- **Problem to solve**
For the data below, the lines that hold "element" should be counted; only the resulting number is expected.

Records for this exercise START

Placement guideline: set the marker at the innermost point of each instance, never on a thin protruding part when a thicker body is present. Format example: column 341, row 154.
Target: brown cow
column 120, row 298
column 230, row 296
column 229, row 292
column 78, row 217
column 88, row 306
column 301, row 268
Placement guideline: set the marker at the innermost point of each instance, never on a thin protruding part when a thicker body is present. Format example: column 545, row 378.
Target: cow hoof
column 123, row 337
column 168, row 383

Records for this exercise END
Records for this exercise START

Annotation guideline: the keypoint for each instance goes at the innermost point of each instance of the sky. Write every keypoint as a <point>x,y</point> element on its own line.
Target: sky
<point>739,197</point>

Records for this exercise END
Records for this exercise START

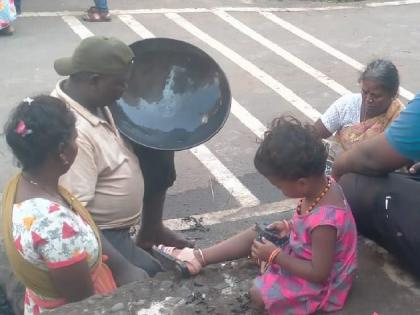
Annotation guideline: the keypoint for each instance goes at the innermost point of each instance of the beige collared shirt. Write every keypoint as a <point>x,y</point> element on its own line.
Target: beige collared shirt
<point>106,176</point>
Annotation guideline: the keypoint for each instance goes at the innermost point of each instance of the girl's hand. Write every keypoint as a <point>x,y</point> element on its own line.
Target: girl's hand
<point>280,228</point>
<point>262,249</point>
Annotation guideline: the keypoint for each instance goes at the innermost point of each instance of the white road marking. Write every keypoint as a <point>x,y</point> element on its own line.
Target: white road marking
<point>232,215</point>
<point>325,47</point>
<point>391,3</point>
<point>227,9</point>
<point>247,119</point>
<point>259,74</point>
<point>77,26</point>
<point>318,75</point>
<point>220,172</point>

Records for this exercise END

- **Exercise result**
4